SOURCE EXCERPT
Re: assumption of Classification
- From: "Reef Fish" <Large_Nassau_Grouper@xxxxxxxxx>
- Date: 1 May 2005 20:04:05 -0700
Richard Ulrich wrote:
> On 28 Apr 2005 21:05:34 -0700, "Reef Fish"
> <Large_Nassau_Grouper@xxxxxxxxx> wrote:
>
> >
> > Richard Ulrich wrote:
> > > On 26 Apr 2005 22:21:23 -0700, "Data Matter" <fungile@xxxxxxxxx>
> > > wrote:,
> "Data Matter"
> - don't be concerned with Bob's rant about me.
>
> He did not contradict anything I said, and he added some detail.
Really?
Exhibit 1.
RU> A classification tree that tries to break at every value
RU> will not care whether the distance between 1 and 10 is
RU> the same as the distance between 10 and 100 (or not).
RU> (It is going to have a lot of opportunity to over-capitalize
RU> on chance, so the N needs to be large.)
RF> Here, you're talking through your hat again. There are non-metric
RF> clustering methods and there are metric clustering methods, and
that contradicted your "distance between 1 and 10 is the same as
the distance between 10 and 100."
RF> there are HUNDREDS of clustering algorithms each having its own
RF> properties, requirements, and peculiarities. Your paragraph
RF> is nonsense.
If calling your paragraph categorical "nonsense" not a contradiction
of what you said, I don't know what would be.
Exhibit 2.
RU> normality is not the only assumption to be checked.
RU> It's always good to check.
RF> WHY? If the clustering model assumes nothing about normality?
Most of the clustering methods have NO distributional assumptions.
Doesn't my one-liner tell you something about you being wrong?
Normality should be checked vs Normality NOT to be checked if
a clustering methods doesn't assume it. That's a contradiciton.
Exhibit 3.
The Ulrich went into his characteristic tangent that had NOTHING to do
with clustering by referring to checking OLS Regression assumptions:
RU> For methods of ordinary least squares, normality is not
RU> as important as having decently behaved residuals
RF> The iid N(0, sigma^2) assumption about the ERRORS in a typical
model
RF> < ...>. This is UNDERGRADUATE stuff, Richard, and you said
RF> "normality" is not as important ...".
Normality is NOT vs Normality IS. That's a contradiction.
Exhibit 4.

INFORMATION SHOWN
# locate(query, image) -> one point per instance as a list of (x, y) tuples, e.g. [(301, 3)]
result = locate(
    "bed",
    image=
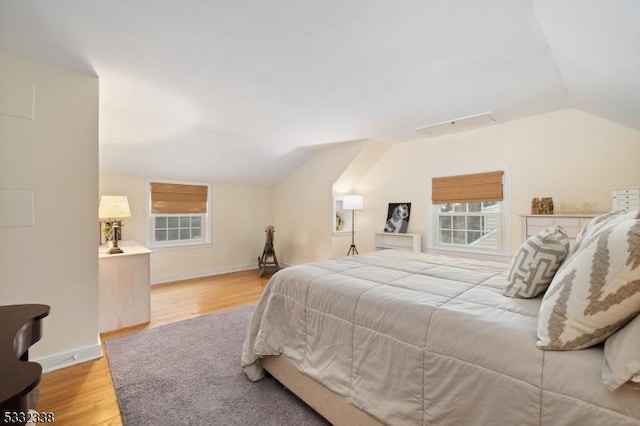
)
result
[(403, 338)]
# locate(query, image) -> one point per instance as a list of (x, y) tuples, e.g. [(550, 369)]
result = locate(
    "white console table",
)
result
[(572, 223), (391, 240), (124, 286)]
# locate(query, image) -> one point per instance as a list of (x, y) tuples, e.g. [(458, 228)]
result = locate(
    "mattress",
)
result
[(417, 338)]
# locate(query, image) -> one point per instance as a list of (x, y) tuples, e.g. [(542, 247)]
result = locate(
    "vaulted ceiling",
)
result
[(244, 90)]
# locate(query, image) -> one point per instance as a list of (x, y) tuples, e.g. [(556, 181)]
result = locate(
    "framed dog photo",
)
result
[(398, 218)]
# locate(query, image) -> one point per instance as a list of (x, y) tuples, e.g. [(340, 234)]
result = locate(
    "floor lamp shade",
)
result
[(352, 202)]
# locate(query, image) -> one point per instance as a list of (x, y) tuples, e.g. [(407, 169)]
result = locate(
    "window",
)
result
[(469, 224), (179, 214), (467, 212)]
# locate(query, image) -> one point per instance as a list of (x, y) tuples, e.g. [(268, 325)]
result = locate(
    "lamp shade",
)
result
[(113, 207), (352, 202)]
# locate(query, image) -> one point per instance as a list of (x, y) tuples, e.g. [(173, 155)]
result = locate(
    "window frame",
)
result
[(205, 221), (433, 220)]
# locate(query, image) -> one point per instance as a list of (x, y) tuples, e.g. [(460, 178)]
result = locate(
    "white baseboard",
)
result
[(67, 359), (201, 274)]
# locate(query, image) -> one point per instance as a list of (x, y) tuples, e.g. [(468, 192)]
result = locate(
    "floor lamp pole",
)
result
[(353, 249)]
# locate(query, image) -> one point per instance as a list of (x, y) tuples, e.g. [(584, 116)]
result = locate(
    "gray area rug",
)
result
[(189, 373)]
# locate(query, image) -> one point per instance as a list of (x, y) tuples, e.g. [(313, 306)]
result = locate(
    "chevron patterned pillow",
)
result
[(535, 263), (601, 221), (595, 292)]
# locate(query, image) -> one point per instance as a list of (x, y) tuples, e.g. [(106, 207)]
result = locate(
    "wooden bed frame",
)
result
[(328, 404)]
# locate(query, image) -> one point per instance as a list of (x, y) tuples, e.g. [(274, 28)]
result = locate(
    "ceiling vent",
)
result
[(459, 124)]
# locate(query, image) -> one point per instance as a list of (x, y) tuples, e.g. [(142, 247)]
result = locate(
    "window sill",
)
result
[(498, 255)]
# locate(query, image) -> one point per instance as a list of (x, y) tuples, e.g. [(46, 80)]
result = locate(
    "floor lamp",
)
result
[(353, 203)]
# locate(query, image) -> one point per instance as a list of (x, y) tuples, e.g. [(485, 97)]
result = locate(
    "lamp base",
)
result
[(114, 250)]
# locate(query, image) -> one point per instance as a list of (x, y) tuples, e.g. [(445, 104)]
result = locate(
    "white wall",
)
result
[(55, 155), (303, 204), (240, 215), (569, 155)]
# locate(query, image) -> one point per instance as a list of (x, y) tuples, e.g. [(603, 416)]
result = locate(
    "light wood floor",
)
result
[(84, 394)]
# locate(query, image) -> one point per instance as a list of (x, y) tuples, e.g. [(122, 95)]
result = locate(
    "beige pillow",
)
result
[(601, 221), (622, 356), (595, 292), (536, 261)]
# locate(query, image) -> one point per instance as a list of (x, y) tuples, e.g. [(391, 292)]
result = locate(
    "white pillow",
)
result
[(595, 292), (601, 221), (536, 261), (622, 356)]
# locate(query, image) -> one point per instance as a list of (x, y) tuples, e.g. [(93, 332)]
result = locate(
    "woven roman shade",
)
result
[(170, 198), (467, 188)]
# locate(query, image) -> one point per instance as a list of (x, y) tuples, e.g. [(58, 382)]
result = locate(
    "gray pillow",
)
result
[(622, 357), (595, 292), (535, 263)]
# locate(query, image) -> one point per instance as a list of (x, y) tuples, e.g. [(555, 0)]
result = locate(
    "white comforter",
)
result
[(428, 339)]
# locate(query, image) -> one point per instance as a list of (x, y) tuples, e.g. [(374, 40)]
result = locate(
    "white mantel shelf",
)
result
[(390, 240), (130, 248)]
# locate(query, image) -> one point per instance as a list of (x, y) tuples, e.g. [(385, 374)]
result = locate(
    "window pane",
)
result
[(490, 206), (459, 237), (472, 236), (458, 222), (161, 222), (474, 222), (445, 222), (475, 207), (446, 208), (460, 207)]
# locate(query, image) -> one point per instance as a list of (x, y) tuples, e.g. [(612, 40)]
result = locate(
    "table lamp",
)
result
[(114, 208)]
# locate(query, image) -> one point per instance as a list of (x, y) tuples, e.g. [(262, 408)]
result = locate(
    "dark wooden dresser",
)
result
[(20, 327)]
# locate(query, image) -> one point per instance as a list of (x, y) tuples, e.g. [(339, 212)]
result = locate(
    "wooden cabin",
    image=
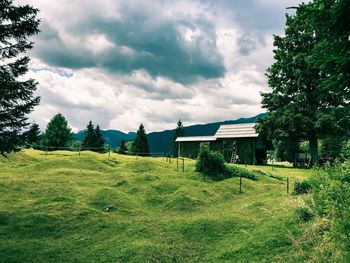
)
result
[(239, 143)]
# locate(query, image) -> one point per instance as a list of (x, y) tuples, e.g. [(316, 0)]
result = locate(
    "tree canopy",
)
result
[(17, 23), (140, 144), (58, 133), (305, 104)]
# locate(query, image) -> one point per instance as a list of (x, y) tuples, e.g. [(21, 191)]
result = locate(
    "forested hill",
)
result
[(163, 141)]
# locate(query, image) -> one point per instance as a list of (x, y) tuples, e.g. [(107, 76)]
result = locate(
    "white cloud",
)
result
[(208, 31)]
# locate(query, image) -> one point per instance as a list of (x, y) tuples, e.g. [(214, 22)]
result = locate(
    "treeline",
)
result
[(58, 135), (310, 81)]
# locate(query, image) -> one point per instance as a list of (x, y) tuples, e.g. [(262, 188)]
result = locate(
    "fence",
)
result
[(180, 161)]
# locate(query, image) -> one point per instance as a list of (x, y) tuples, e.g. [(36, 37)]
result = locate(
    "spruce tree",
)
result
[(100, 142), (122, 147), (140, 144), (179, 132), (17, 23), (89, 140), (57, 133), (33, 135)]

...

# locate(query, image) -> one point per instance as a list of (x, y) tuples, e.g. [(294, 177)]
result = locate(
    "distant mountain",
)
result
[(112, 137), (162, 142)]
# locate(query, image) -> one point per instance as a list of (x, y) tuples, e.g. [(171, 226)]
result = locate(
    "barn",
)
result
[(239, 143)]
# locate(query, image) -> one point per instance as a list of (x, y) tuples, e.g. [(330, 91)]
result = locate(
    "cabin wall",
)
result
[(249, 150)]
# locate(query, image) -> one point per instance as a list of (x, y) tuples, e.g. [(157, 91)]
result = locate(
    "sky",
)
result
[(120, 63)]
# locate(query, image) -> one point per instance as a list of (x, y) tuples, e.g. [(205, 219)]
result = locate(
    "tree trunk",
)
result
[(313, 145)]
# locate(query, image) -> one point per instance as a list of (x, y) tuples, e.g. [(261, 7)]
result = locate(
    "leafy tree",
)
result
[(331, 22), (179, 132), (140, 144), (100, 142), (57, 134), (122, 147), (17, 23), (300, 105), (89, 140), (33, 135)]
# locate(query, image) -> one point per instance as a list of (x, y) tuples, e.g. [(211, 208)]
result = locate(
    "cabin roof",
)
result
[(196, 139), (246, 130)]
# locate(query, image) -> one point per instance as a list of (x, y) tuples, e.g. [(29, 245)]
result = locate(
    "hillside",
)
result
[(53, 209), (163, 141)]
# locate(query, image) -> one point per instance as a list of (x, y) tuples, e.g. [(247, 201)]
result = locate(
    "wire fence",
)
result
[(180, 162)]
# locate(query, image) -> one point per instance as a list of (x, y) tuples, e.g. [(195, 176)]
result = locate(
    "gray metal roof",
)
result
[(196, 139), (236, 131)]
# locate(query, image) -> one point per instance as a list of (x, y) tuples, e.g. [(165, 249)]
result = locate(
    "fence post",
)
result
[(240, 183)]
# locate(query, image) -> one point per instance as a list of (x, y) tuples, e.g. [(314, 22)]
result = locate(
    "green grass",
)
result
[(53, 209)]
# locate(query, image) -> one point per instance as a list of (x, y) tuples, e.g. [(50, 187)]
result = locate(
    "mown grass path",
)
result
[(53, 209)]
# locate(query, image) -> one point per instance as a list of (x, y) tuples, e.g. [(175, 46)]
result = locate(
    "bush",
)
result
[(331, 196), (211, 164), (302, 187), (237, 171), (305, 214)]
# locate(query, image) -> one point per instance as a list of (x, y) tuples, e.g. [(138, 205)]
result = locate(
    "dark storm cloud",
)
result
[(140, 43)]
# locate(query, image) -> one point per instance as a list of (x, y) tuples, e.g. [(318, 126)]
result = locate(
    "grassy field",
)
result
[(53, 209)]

AIM OF THE EXERCISE
According to the newsgroup post on classification, what kind of assumptions do most clustering methods lack?

EXERCISE OUTPUT
Distributional assumptions.